= READING TEXT =
═══
It is with respect to the women who may have been present that we start to encounter a problem. There is very little evidence of Henry having much to do with women at this time in his life. This was certainly due in part to the nature of the court of an unmarried king, and it is undoubtedly a consequence of the sorts of evidence that have survived. But it also seems to be due in part to the king himself. He did not sleep with women, and he seems to have spent little time in their company. He did not tolerate prostitutes in the royal household (unlike some of his forebears).38 His petite stepmother, Queen Joan, might have been seated near him on the daïs that Christmas, but if so she was there as a guest; she was not a member of the royal household.39 It is possible that Henry’s aunt, Elizabeth, wife of Sir John Cornwaille, was present. The dowager duchess of York, now married to Henry’s friend Lord Scrope, might also have been in the hall. But it is difficult to identify many other women who might have been there as guests. Henry waschivalrous towards women, but he was not close to them. He mentioned more than forty people in his will by name, but only two were women – his grandmother and his stepmother – and the reference to his stepmother, Queen Joan, was more out of duty than affection. He was single, celibate, facially disfigured, somewhat aloof and obsessed with religion, justice and war. In this respect it is interesting to see how determined he was to marry a French princess whom he had never met, and who was still sexually immature, rather than a woman of his own age to whom he was already close. Most of his predecessors had married for love – including his father, grandfather (John of Gaunt) and great-grandfather (Edward III) – but Henry was not so inclined.
*
On the night of 20 March 1413, after his father had breathed his last in the Jerusalem Chamber at Westminster, Henry had left his brother Humphrey and his stepmother, and gone into the abbey alone. Although he was king, the actual first day of his reign would be the following day, in accordance with tradition. He would take no royal actions on the day of his father’s death, other than to issue the traditional order for the ports to be closed, to stop the enemies of England taking advantage of a transition in their government.
═══
= RECORDS TO PROCESS =
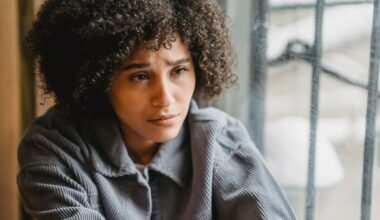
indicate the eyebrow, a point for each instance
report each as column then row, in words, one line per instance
column 144, row 65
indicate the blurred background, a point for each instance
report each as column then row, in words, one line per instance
column 272, row 41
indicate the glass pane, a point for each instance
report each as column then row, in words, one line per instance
column 342, row 103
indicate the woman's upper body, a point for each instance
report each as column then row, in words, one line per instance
column 121, row 143
column 80, row 169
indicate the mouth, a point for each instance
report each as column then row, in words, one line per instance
column 164, row 120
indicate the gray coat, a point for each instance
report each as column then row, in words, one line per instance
column 81, row 170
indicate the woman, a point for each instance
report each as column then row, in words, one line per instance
column 126, row 139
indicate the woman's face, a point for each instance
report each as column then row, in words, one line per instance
column 152, row 91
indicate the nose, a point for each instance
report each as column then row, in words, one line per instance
column 163, row 93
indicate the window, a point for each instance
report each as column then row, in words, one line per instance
column 286, row 122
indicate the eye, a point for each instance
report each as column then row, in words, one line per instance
column 139, row 77
column 180, row 70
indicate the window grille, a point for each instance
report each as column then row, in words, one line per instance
column 312, row 54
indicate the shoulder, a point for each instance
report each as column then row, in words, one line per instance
column 48, row 139
column 231, row 139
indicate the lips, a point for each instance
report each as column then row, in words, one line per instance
column 164, row 120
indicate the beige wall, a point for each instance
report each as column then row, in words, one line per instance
column 9, row 108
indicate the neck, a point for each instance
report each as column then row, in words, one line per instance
column 142, row 154
column 141, row 151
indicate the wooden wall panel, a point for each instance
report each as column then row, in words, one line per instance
column 9, row 109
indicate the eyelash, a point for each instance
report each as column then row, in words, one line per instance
column 136, row 77
column 145, row 76
column 180, row 70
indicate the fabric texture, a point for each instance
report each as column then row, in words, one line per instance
column 80, row 169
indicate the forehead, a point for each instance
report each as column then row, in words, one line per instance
column 176, row 50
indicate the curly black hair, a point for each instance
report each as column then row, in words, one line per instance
column 79, row 44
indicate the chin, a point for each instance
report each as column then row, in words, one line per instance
column 166, row 135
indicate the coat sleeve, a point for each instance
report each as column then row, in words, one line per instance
column 245, row 189
column 48, row 192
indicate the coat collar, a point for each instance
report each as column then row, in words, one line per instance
column 109, row 155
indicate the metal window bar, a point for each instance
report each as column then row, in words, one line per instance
column 313, row 5
column 369, row 143
column 259, row 29
column 317, row 54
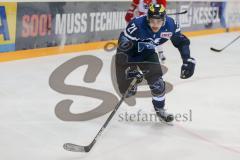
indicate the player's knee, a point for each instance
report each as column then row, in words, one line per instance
column 158, row 87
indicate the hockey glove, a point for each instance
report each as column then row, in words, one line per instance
column 188, row 68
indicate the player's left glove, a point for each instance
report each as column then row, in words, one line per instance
column 134, row 73
column 188, row 68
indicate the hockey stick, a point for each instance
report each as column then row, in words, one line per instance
column 183, row 12
column 78, row 148
column 220, row 50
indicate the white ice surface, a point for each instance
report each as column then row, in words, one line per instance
column 29, row 128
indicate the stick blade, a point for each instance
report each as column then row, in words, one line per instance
column 75, row 148
column 215, row 50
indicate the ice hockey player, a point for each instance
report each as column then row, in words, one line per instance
column 140, row 7
column 136, row 49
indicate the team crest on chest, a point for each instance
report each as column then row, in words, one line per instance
column 166, row 35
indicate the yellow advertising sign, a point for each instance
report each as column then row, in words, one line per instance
column 8, row 13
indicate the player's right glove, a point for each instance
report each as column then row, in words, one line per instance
column 129, row 15
column 188, row 68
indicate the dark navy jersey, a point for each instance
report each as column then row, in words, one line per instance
column 140, row 34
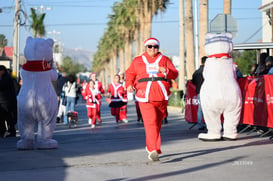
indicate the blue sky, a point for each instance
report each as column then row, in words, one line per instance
column 83, row 22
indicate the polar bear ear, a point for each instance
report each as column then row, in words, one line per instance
column 50, row 42
column 29, row 38
column 209, row 35
column 228, row 34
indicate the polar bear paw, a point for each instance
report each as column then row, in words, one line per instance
column 25, row 144
column 47, row 144
column 209, row 137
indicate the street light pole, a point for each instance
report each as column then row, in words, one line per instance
column 16, row 54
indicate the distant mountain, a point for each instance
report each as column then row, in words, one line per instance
column 81, row 56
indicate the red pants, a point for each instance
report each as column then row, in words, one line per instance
column 115, row 111
column 152, row 114
column 98, row 112
column 123, row 112
column 138, row 111
column 92, row 113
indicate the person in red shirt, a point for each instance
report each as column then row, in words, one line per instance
column 148, row 74
column 92, row 97
column 118, row 98
column 99, row 87
column 123, row 109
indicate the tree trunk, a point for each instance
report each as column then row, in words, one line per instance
column 203, row 26
column 189, row 39
column 181, row 83
column 121, row 60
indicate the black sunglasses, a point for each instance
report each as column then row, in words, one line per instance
column 151, row 46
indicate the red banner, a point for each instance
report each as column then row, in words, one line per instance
column 257, row 98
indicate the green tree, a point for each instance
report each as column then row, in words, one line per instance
column 37, row 23
column 71, row 67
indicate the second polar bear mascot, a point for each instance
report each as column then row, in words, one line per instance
column 220, row 92
column 37, row 99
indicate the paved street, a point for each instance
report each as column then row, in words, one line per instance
column 117, row 153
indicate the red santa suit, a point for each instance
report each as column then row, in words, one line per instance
column 98, row 86
column 123, row 109
column 152, row 93
column 92, row 98
column 118, row 99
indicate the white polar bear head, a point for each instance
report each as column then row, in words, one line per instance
column 218, row 43
column 37, row 49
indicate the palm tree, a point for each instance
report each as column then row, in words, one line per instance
column 37, row 23
column 189, row 39
column 203, row 26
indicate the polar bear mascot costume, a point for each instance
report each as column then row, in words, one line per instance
column 37, row 99
column 220, row 92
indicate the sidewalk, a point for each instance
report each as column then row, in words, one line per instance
column 118, row 154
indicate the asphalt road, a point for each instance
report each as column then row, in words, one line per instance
column 117, row 153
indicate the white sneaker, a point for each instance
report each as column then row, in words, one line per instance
column 153, row 156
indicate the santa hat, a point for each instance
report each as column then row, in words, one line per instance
column 150, row 41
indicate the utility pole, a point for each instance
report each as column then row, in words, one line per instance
column 181, row 83
column 42, row 8
column 16, row 42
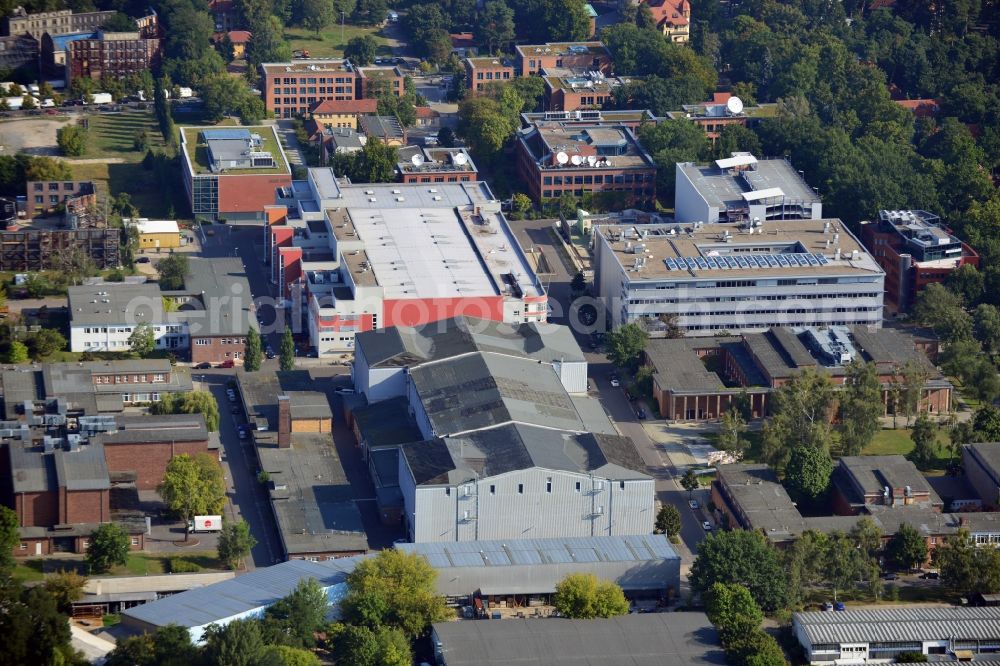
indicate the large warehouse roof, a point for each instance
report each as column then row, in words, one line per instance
column 660, row 639
column 889, row 625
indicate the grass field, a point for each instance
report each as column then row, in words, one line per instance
column 112, row 135
column 329, row 43
column 139, row 564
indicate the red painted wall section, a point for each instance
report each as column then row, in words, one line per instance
column 416, row 311
column 248, row 193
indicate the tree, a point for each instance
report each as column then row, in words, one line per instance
column 743, row 558
column 362, row 646
column 731, row 436
column 690, row 481
column 72, row 140
column 9, row 539
column 172, row 270
column 108, row 547
column 45, row 342
column 238, row 643
column 142, row 341
column 361, row 50
column 668, row 521
column 393, row 589
column 294, row 619
column 17, row 352
column 625, row 345
column 235, row 543
column 286, row 358
column 732, row 610
column 584, row 596
column 193, row 486
column 494, row 27
column 966, row 569
column 924, row 436
column 860, row 407
column 65, row 587
column 907, row 548
column 807, row 474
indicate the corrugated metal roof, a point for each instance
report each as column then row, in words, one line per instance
column 639, row 548
column 900, row 624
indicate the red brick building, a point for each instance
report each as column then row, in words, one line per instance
column 481, row 72
column 915, row 249
column 533, row 58
column 144, row 445
column 554, row 158
column 113, row 54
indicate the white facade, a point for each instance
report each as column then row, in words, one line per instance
column 114, row 336
column 533, row 503
column 846, row 291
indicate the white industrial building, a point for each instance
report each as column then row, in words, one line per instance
column 876, row 636
column 384, row 357
column 750, row 277
column 520, row 481
column 741, row 188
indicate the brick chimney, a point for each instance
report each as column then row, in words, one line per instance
column 284, row 422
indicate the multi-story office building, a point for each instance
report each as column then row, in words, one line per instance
column 292, row 88
column 232, row 173
column 112, row 54
column 915, row 249
column 481, row 72
column 533, row 58
column 554, row 158
column 709, row 278
column 740, row 188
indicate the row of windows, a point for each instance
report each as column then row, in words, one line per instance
column 636, row 191
column 598, row 179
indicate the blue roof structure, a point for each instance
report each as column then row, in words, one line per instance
column 226, row 134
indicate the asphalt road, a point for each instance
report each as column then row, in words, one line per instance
column 535, row 233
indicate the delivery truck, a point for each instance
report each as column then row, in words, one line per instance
column 205, row 524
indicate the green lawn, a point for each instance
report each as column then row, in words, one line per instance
column 139, row 564
column 329, row 43
column 113, row 135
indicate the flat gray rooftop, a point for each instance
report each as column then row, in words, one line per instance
column 721, row 188
column 663, row 639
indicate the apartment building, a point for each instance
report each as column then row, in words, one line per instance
column 742, row 188
column 533, row 58
column 715, row 277
column 481, row 72
column 111, row 54
column 601, row 158
column 292, row 88
column 915, row 249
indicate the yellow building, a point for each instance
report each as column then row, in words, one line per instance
column 156, row 234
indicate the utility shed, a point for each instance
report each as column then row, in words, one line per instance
column 649, row 639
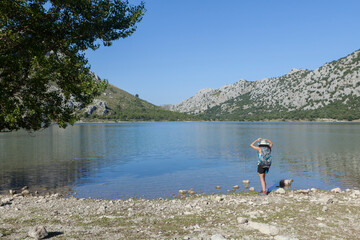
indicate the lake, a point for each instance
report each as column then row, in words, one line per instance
column 152, row 160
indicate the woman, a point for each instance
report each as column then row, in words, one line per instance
column 264, row 160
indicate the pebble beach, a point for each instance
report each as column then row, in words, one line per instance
column 282, row 215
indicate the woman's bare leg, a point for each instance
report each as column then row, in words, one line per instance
column 262, row 181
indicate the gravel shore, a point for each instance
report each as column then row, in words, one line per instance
column 300, row 214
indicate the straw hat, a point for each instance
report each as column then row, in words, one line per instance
column 264, row 143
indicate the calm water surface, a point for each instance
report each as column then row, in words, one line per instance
column 157, row 159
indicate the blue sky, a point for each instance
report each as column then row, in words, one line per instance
column 182, row 46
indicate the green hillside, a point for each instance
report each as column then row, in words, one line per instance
column 119, row 105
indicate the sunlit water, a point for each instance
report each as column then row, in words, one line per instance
column 154, row 160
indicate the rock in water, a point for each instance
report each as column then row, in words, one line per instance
column 286, row 183
column 336, row 190
column 264, row 228
column 182, row 192
column 280, row 191
column 38, row 232
column 242, row 220
column 217, row 237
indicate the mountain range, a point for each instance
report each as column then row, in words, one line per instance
column 330, row 91
column 115, row 104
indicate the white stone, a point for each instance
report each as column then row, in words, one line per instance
column 217, row 237
column 38, row 232
column 322, row 225
column 336, row 190
column 242, row 220
column 282, row 237
column 280, row 191
column 264, row 228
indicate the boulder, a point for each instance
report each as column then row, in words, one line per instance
column 336, row 190
column 217, row 237
column 280, row 191
column 264, row 228
column 38, row 232
column 242, row 220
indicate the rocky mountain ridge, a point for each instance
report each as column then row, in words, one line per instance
column 300, row 89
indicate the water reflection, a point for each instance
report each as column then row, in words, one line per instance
column 158, row 159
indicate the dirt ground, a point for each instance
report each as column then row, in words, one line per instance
column 301, row 214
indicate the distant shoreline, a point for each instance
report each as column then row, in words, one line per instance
column 320, row 120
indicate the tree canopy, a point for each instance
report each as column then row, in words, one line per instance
column 44, row 75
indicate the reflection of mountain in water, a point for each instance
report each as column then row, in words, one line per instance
column 131, row 157
column 330, row 150
column 54, row 158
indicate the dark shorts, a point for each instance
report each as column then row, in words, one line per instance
column 262, row 170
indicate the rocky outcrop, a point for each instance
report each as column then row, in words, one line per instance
═══
= TASKS FOR THIS EXERCISE =
#1 Count the lines of the listing that contain the string "street", treating case as significant, and give only the number.
#2 Continue the passage about King Henry, starting right after its last sentence.

= ANSWERS FOR THE EXERCISE =
#1 2

#2
In the abbey he walked by candlelight among the silent tombs of his ancestors. Here was the jewel-encrusted shrine of Saint Edward the Confessor, founder of the abbey. There was the tomb of Henry III, the king who had rebuilt the abbey on a lavish scale. Under a plain black slab beside him was his son, Edward I, the most formidable warrior of his age. Opposite Edward I was the tomb of Richard II and his wife, Anne, although at that point Richard’s body was still at Langley and had yet to be placed in the tomb. And next to Richard, surrounded by figures of all twelve of his children, there was the great Edward III, the king who had been prophesied to be a new King Arthur: who had defeated the Scots and French in battle repeatedly, who had reclaimed his French inheritance, and built such magnificent palaces as Queenborough Castle and the royal apartments of Windsor Castle. He had introduced a considerable programme of new legislation, delivered justice for his people, and created a sense that England was a kingdom of the first importance. Men sang songs about him, and based their stories of King Arthur on him. He had become the very epitome of great kingship.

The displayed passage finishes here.